▶ _What you are asked to do_:
Beneath this task are records; print exactly the stretch of them from the line with "Could you please outline every instance of the green" through the line with "Could you please outline every instance of the orange-brown", both ends included.
---
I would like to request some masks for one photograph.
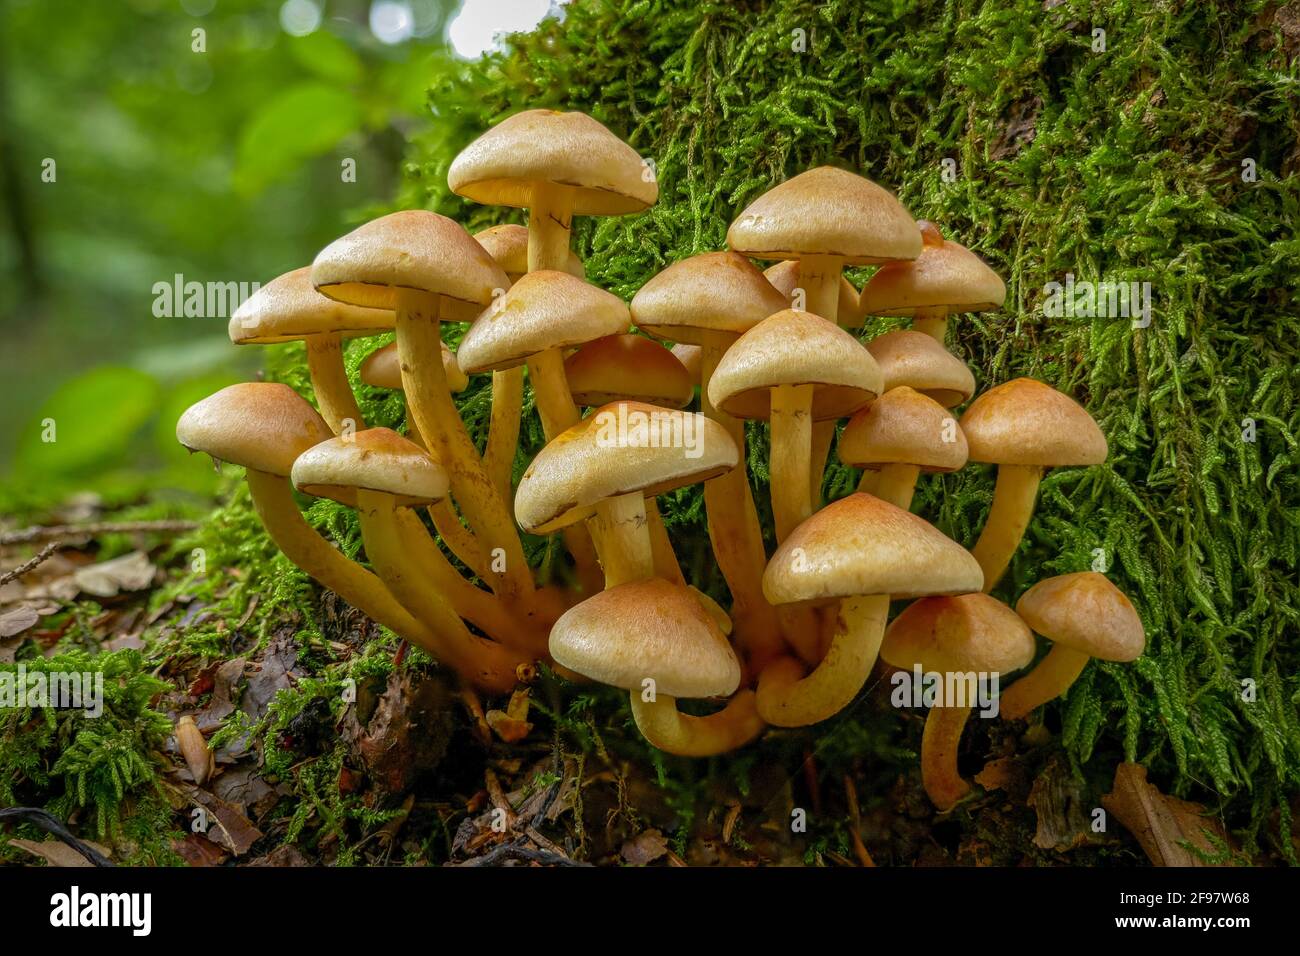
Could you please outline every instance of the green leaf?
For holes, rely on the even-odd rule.
[[[351,94],[324,83],[302,83],[270,100],[245,124],[235,185],[257,192],[310,156],[333,149],[361,125]]]
[[[348,85],[360,83],[365,75],[361,58],[346,41],[328,30],[317,30],[305,37],[290,37],[285,42],[290,55],[321,79]]]

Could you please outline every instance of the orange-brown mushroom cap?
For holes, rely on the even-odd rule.
[[[607,335],[564,360],[564,377],[579,405],[634,401],[683,408],[695,395],[686,366],[642,335]]]
[[[190,451],[285,478],[294,459],[333,437],[316,409],[279,382],[229,385],[176,423],[176,440]]]
[[[908,385],[945,408],[975,394],[975,376],[966,363],[924,332],[901,329],[867,343],[885,377],[885,391]]]
[[[1106,436],[1074,399],[1032,378],[989,389],[961,417],[970,460],[1062,468],[1106,460]]]
[[[357,489],[391,495],[398,507],[423,507],[447,497],[447,473],[419,445],[389,428],[366,428],[307,449],[293,463],[299,491],[344,504]]]
[[[1095,571],[1039,581],[1020,596],[1016,613],[1043,637],[1089,657],[1131,661],[1146,648],[1133,602]]]
[[[374,335],[393,327],[393,313],[337,302],[311,282],[311,266],[294,269],[262,286],[230,317],[236,345],[293,342],[309,335]]]
[[[917,309],[983,312],[1001,308],[1007,287],[984,260],[958,242],[944,240],[932,223],[913,262],[888,263],[858,294],[863,315],[915,315]],[[929,228],[926,228],[929,227]]]
[[[855,468],[916,465],[922,471],[956,471],[968,449],[952,414],[906,385],[892,388],[844,426],[840,461]]]
[[[1034,659],[1034,635],[1015,611],[987,594],[925,597],[885,631],[880,656],[904,670],[1009,674]]]
[[[446,345],[442,347],[442,368],[447,373],[447,387],[452,392],[463,392],[469,387],[469,378],[456,364],[456,353]],[[376,388],[402,390],[402,362],[396,342],[389,342],[365,357],[361,362],[361,381]]]
[[[787,305],[763,273],[734,252],[674,262],[632,297],[632,321],[655,338],[703,344],[701,333],[747,332]]]

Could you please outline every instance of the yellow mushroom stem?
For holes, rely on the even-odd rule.
[[[868,468],[862,472],[862,477],[858,479],[858,491],[864,495],[875,495],[876,486],[880,484],[880,472],[874,468]]]
[[[677,552],[673,550],[672,539],[668,537],[668,529],[664,527],[663,515],[659,513],[659,502],[654,498],[646,500],[645,518],[646,527],[650,529],[650,550],[654,556],[655,577],[672,581],[674,584],[685,584],[686,575],[682,574],[682,566],[677,563]]]
[[[492,418],[488,422],[483,467],[501,500],[509,507],[514,501],[515,452],[519,449],[519,420],[524,407],[524,368],[492,373]]]
[[[812,385],[778,385],[772,389],[772,518],[778,543],[812,514]]]
[[[307,371],[311,375],[312,391],[321,418],[336,435],[351,422],[351,429],[359,432],[365,428],[361,409],[352,394],[347,370],[343,367],[343,340],[337,332],[307,336]]]
[[[436,636],[429,650],[466,681],[491,693],[504,693],[516,682],[516,668],[529,659],[470,633],[451,604],[429,586],[428,553],[408,550],[394,499],[375,491],[357,490],[361,537],[366,555],[388,587]],[[436,549],[434,549],[436,550]]]
[[[912,330],[924,332],[940,345],[948,335],[948,308],[939,305],[928,309],[917,309],[912,315]]]
[[[605,499],[589,520],[593,537],[600,541],[606,588],[655,576],[654,548],[641,492]]]
[[[378,577],[317,534],[298,511],[287,478],[253,468],[246,480],[262,526],[284,556],[367,617],[412,644],[436,653],[439,636],[399,603]]]
[[[406,437],[425,451],[429,446],[424,443],[420,429],[409,417],[406,422]],[[488,580],[487,563],[483,560],[483,549],[479,547],[473,533],[460,523],[460,516],[452,507],[450,498],[443,498],[428,508],[429,517],[433,519],[433,528],[438,537],[459,560],[484,581]]]
[[[971,554],[984,570],[984,593],[993,590],[1011,563],[1016,548],[1034,516],[1038,482],[1043,469],[1036,465],[999,465],[993,506]]]
[[[754,692],[742,690],[727,706],[707,717],[692,717],[677,709],[677,699],[656,694],[643,699],[643,691],[629,693],[637,729],[653,746],[679,757],[712,757],[743,747],[766,726],[754,706]]]
[[[700,346],[700,409],[727,430],[740,461],[735,468],[704,483],[704,510],[709,542],[718,568],[731,591],[731,617],[736,641],[745,651],[749,666],[761,672],[784,649],[776,609],[763,597],[763,569],[767,552],[763,530],[754,507],[754,494],[745,469],[745,423],[714,408],[709,401],[709,381],[722,355],[736,340],[725,332],[702,335]]]
[[[452,496],[491,560],[488,585],[507,599],[528,601],[534,593],[532,572],[515,531],[514,518],[488,478],[478,450],[465,431],[451,398],[447,372],[438,356],[438,297],[406,291],[397,310],[397,351],[407,414],[447,470]],[[433,356],[431,361],[425,361]],[[500,556],[504,560],[495,559]],[[498,568],[501,570],[498,571]]]
[[[777,727],[806,727],[849,705],[871,675],[885,637],[889,596],[840,601],[835,636],[807,677],[793,658],[770,664],[758,679],[758,713]]]
[[[880,467],[880,477],[876,480],[876,490],[872,492],[881,501],[888,501],[904,511],[912,507],[912,495],[916,491],[916,479],[921,469],[916,465],[890,462]]]
[[[831,445],[835,441],[835,419],[813,422],[812,455],[808,459],[812,470],[808,473],[808,505],[813,512],[822,507],[822,482],[826,478],[826,460],[831,455]]]
[[[804,290],[804,309],[813,315],[820,315],[832,325],[840,320],[840,277],[844,273],[844,263],[838,256],[805,256],[799,260],[798,286]],[[812,450],[808,461],[812,471],[809,474],[811,498],[809,505],[813,511],[821,508],[822,477],[826,474],[826,459],[831,453],[831,442],[835,440],[835,422],[817,422],[813,425]]]
[[[528,210],[528,271],[563,272],[569,259],[569,232],[573,226],[572,186],[533,183]]]
[[[1064,644],[1053,644],[1038,666],[1020,678],[1002,695],[999,713],[1007,720],[1028,717],[1035,707],[1055,700],[1079,679],[1092,658]]]
[[[921,734],[921,784],[930,802],[940,810],[951,810],[970,793],[970,784],[957,772],[957,749],[969,717],[969,707],[931,707],[925,718],[925,731]]]

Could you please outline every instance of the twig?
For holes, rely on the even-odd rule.
[[[95,866],[113,866],[113,862],[88,843],[83,843],[72,835],[56,816],[46,813],[38,807],[9,807],[0,810],[0,820],[25,820],[35,824],[51,836],[57,837],[72,847]]]
[[[61,538],[97,537],[101,534],[133,534],[142,531],[193,531],[197,521],[96,521],[90,524],[57,524],[0,533],[0,545],[30,544]]]
[[[497,866],[506,860],[524,860],[529,863],[549,863],[551,866],[590,866],[590,863],[580,863],[577,860],[571,860],[567,856],[559,853],[552,853],[549,850],[540,850],[536,847],[528,846],[526,838],[521,837],[513,843],[501,843],[493,847],[482,856],[475,857],[472,860],[466,860],[459,866]]]
[[[24,561],[22,564],[18,565],[18,567],[6,571],[4,574],[0,574],[0,585],[8,584],[10,581],[14,580],[14,578],[20,578],[28,571],[32,571],[39,565],[44,564],[54,556],[54,552],[58,551],[60,547],[61,546],[57,542],[54,544],[47,544],[45,547],[41,548],[36,557],[29,561]]]

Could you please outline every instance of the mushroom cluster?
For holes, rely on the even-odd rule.
[[[1101,574],[1042,581],[1015,610],[988,596],[1044,469],[1098,464],[1106,440],[1079,405],[1031,379],[989,389],[956,417],[975,379],[945,347],[948,320],[1000,307],[1006,289],[889,191],[832,167],[795,176],[740,213],[729,251],[670,264],[629,304],[585,280],[570,228],[575,215],[640,212],[658,185],[596,120],[516,114],[470,144],[448,179],[475,202],[527,210],[527,227],[471,236],[410,210],[336,240],[263,287],[229,330],[235,343],[304,342],[316,407],[285,385],[235,385],[187,410],[177,437],[244,467],[290,560],[467,688],[510,693],[543,661],[627,690],[654,746],[709,756],[769,725],[831,717],[878,657],[1014,671],[1034,658],[1036,631],[1054,647],[1003,703],[1004,716],[1023,717],[1089,658],[1142,653],[1136,612]],[[763,272],[755,260],[775,264]],[[859,293],[843,270],[864,265],[879,268]],[[864,344],[867,316],[912,327]],[[456,323],[468,328],[453,353],[442,327]],[[367,427],[343,364],[345,338],[389,331],[396,341],[360,376],[402,391],[404,435]],[[491,376],[482,451],[453,397],[471,375]],[[525,382],[547,444],[515,480]],[[747,420],[768,423],[770,556]],[[863,474],[855,493],[825,504],[832,447]],[[923,474],[969,461],[998,469],[970,551],[911,510]],[[693,484],[727,609],[687,580],[656,505]],[[311,528],[294,489],[356,509],[369,569]],[[567,559],[539,579],[521,530],[560,536]],[[890,624],[898,600],[912,603]],[[683,697],[717,706],[688,715]],[[936,706],[927,721],[923,780],[944,809],[969,790],[956,765],[968,713]]]

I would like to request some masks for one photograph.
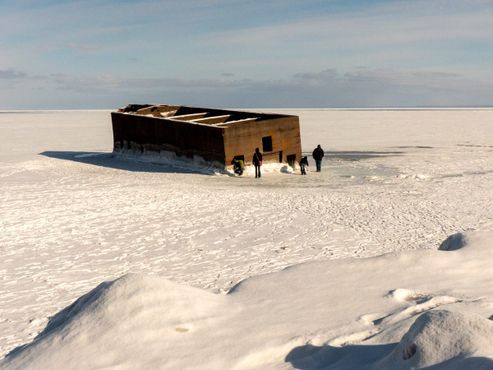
---
▶ _Exercise result_:
Could you please outline every instance of the green leaf?
For holes, rely on the even-odd rule.
[[[351,94],[324,83],[302,83],[270,100],[245,124],[235,185],[257,192],[310,156],[333,149],[361,125]]]
[[[348,85],[360,83],[365,75],[361,58],[346,41],[328,30],[317,30],[305,37],[290,37],[285,42],[290,55],[321,79]]]

Could you please outline every instance of the orange-brown mushroom cap?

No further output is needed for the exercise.